** STUDY MATERIAL **
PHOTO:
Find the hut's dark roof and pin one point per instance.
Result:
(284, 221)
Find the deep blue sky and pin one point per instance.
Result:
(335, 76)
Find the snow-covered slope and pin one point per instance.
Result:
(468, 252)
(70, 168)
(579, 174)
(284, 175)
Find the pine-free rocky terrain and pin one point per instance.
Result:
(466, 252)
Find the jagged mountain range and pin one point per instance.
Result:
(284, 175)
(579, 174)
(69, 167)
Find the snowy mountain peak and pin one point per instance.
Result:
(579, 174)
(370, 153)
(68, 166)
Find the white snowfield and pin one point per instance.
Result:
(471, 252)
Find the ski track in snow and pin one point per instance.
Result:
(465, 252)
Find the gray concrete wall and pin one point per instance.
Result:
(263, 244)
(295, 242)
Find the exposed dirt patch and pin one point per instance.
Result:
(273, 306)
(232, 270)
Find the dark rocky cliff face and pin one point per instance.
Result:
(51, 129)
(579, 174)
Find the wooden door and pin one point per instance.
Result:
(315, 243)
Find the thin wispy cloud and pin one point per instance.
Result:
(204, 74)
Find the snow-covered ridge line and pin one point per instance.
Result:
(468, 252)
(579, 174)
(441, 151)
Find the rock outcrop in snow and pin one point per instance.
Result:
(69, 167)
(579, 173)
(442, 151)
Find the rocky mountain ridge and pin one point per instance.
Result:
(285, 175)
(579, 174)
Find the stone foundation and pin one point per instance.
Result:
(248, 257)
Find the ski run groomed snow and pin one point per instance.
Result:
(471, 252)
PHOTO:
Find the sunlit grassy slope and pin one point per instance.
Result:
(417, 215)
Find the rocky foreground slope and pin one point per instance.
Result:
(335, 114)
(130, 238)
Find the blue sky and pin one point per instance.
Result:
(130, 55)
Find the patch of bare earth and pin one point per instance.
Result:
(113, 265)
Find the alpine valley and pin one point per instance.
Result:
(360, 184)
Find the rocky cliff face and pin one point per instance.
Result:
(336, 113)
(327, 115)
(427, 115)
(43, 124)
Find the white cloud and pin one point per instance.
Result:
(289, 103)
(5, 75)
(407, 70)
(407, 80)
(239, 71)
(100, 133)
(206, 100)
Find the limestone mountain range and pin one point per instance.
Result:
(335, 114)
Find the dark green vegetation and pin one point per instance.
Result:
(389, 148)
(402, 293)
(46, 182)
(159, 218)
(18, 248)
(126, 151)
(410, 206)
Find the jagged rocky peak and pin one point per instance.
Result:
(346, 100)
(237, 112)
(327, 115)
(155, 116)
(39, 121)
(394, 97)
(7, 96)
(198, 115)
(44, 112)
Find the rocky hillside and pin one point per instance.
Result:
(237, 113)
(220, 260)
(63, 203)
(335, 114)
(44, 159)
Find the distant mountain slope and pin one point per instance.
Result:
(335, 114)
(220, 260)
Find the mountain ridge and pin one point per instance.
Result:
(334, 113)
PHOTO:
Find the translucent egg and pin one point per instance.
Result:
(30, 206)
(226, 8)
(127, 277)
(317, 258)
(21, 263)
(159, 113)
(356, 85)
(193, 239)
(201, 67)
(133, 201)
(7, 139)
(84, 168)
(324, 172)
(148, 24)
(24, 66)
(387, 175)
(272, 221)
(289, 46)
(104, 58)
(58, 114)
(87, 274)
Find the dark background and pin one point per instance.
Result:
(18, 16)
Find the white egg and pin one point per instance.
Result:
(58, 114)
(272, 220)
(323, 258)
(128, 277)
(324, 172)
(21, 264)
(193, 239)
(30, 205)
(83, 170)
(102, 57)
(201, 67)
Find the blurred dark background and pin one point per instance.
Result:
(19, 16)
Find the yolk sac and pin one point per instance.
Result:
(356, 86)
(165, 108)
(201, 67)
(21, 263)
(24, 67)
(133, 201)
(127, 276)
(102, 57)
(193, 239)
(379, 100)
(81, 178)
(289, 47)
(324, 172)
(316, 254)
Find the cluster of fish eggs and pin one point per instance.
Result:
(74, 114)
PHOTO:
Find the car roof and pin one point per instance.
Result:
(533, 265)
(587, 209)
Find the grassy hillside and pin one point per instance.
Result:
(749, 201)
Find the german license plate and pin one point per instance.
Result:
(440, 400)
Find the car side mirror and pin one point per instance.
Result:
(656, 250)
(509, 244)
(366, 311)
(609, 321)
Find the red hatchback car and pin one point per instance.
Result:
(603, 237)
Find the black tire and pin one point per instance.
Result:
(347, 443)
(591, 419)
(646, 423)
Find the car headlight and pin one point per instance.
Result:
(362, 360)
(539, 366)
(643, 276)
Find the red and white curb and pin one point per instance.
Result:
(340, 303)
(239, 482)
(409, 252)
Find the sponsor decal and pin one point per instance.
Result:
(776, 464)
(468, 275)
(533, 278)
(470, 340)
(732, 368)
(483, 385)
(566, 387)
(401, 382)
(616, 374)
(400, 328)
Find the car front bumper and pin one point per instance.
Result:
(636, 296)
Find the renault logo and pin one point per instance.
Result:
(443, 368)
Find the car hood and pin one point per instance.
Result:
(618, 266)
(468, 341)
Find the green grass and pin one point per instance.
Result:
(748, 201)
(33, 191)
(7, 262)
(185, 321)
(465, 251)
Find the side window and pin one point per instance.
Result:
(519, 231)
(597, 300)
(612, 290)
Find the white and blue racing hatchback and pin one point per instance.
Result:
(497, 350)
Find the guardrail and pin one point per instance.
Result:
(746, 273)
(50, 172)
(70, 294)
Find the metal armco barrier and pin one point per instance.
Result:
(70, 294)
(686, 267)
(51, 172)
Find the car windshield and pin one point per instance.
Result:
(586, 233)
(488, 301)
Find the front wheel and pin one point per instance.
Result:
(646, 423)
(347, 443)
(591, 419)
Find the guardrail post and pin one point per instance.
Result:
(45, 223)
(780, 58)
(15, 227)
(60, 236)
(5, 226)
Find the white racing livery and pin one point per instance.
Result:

** INSTRUCTIONS FOR THE TASK **
Without changing a word, restate the whole listing.

** SOLVED PROBLEM **
PHOTO:
Find the hut's dark roof and pin one point per instance.
Result:
(284, 221)
Find the deep blue sky and pin one point per instance.
Result:
(335, 76)
Find the snow-covered slope and pin one point per instance.
Result:
(468, 252)
(70, 168)
(579, 174)
(284, 175)
Find the pine-free rocky terrain and pin one point per instance.
Result:
(466, 252)
Find the jagged mountain range and pin one point per instance.
Result:
(284, 175)
(579, 174)
(69, 167)
Find the snowy mountain peak and pin one point per instance.
Result:
(579, 174)
(370, 153)
(68, 166)
Find the white snowfield and pin one point per instance.
Result:
(471, 252)
Find the ski track in snow and pin one point per instance.
Result:
(465, 252)
Find the gray concrete wall and pin one point per instance.
Result:
(263, 244)
(295, 242)
Find the exposed dirt patch and pin one point per instance.
Result:
(273, 306)
(232, 270)
Find the dark rocky cliff face and pin one point per instance.
Result:
(51, 129)
(579, 174)
Find the wooden door and pin one point per instance.
Result:
(315, 243)
Find the thin wispy cloud and pin one point per instance.
Result:
(204, 74)
Find the snow-covered ridge line and pin one point per instance.
Result:
(468, 252)
(579, 174)
(441, 151)
Find the rock outcrop in snow and pin one point per instance.
Result:
(69, 167)
(579, 173)
(442, 151)
Find the rocky mountain ridge and pin one point per instance.
Result:
(285, 175)
(579, 174)
Find the stone foundation and pin one point per instance.
Result:
(248, 257)
Find the ski run groomed snow and pin one point per instance.
Result:
(471, 252)
PHOTO:
Find the sunlit grassy slope and pin one point per instance.
Result:
(417, 215)
Find the rocky foreground slope and pin one point per instance.
Result:
(335, 114)
(130, 238)
Find the blue sky and pin one point per instance.
Result:
(130, 55)
Find the patch of bare earth and pin one point per instance.
Result:
(113, 265)
Find the alpine valley and pin one point per instance.
Result:
(360, 184)
Find the rocky cliff face and pin one point per instance.
Result:
(336, 113)
(327, 115)
(427, 115)
(43, 124)
Find the white cloud and pin one point per instance.
Result:
(289, 103)
(5, 75)
(407, 70)
(407, 80)
(239, 71)
(100, 133)
(206, 100)
Find the limestone mountain range and pin one point per instance.
Result:
(335, 114)
Find the dark green vegetation and pin one point per instance.
Result:
(389, 148)
(402, 293)
(46, 182)
(159, 218)
(18, 248)
(126, 151)
(410, 206)
Find the jagged rocky peak and pin one point per instance.
Result:
(346, 100)
(237, 112)
(327, 115)
(155, 116)
(39, 121)
(394, 97)
(7, 96)
(198, 115)
(44, 112)
Find the rocky hillside and pin one point per instance.
Result:
(237, 113)
(220, 260)
(63, 203)
(335, 114)
(44, 159)
Find the distant mountain slope and pin one point per instance.
Result:
(335, 114)
(220, 260)
Find the mountain ridge and pin one point per instance.
Result:
(334, 113)
PHOTO:
Find the translucent egg and pin one point per instance.
Result:
(30, 206)
(226, 8)
(127, 277)
(317, 258)
(21, 263)
(159, 113)
(356, 85)
(193, 239)
(201, 67)
(133, 201)
(7, 139)
(84, 168)
(324, 172)
(148, 24)
(24, 66)
(387, 175)
(272, 221)
(289, 46)
(104, 58)
(58, 114)
(87, 274)
Find the dark background and pin one point per instance.
Result:
(18, 16)
Find the white egg and pin one point per instance.
Result:
(58, 114)
(272, 220)
(323, 258)
(128, 277)
(324, 172)
(21, 264)
(193, 239)
(30, 205)
(83, 170)
(102, 57)
(201, 67)
Find the blurred dark background and pin one point per instance.
Result:
(19, 16)
Find the yolk sac and pin one point per instance.
Result:
(356, 86)
(165, 108)
(201, 67)
(21, 263)
(24, 67)
(133, 201)
(127, 276)
(102, 57)
(193, 239)
(379, 100)
(81, 178)
(289, 47)
(324, 172)
(316, 254)
Find the cluster of fish eggs and pin one point per instance.
Result:
(74, 114)
PHOTO:
Find the car roof and pin one point per instance.
Result:
(533, 265)
(587, 209)
Find the grassy hillside and pin one point per instance.
Result:
(749, 201)
Find the german license plate and pin one point per instance.
Result:
(440, 400)
Find the car side mirror and pin one point per instance.
Result:
(656, 250)
(509, 244)
(366, 311)
(609, 321)
Find the red hatchback car and pin one point per instance.
Result:
(603, 237)
Find the black tire and pin one point per instance.
Result:
(347, 443)
(591, 419)
(646, 423)
Find the car headlight and pin one point per instance.
Result:
(362, 360)
(539, 366)
(643, 276)
Find the red and white curb and pin one point per instance.
Result:
(340, 303)
(239, 482)
(409, 252)
Find the sponsor decal and pin one point per instance.
Result:
(776, 464)
(468, 275)
(533, 278)
(470, 340)
(732, 368)
(483, 385)
(566, 387)
(401, 382)
(616, 374)
(400, 328)
Find the car front bumper and pin one point per instance.
Result:
(636, 296)
Find the renault logo and pin one point per instance.
Result:
(443, 368)
Find the car hood and pin one point per instance.
Result:
(618, 266)
(468, 341)
Find the green grass and pin one point per instance.
Result:
(748, 201)
(33, 191)
(7, 262)
(185, 321)
(465, 251)
Find the side window and pin one point per instance.
Result:
(519, 231)
(597, 300)
(612, 290)
Find the white and blue racing hatchback and pin one point per instance.
Result:
(497, 350)
Find the guardrail and pin one point per instance.
Result:
(746, 273)
(50, 172)
(70, 294)
Find the metal armco barrier and pin one point per instance.
Result:
(70, 294)
(686, 267)
(51, 172)
Find the car windshield and pin one point per instance.
Result:
(586, 233)
(488, 301)
Find the front wheel and pin one point per instance.
Result:
(646, 423)
(347, 443)
(591, 419)
Find the guardrail post and pin one point per instance.
Result:
(45, 223)
(780, 58)
(15, 227)
(60, 236)
(5, 226)
Find the white racing livery and pin one point per instance.
Result:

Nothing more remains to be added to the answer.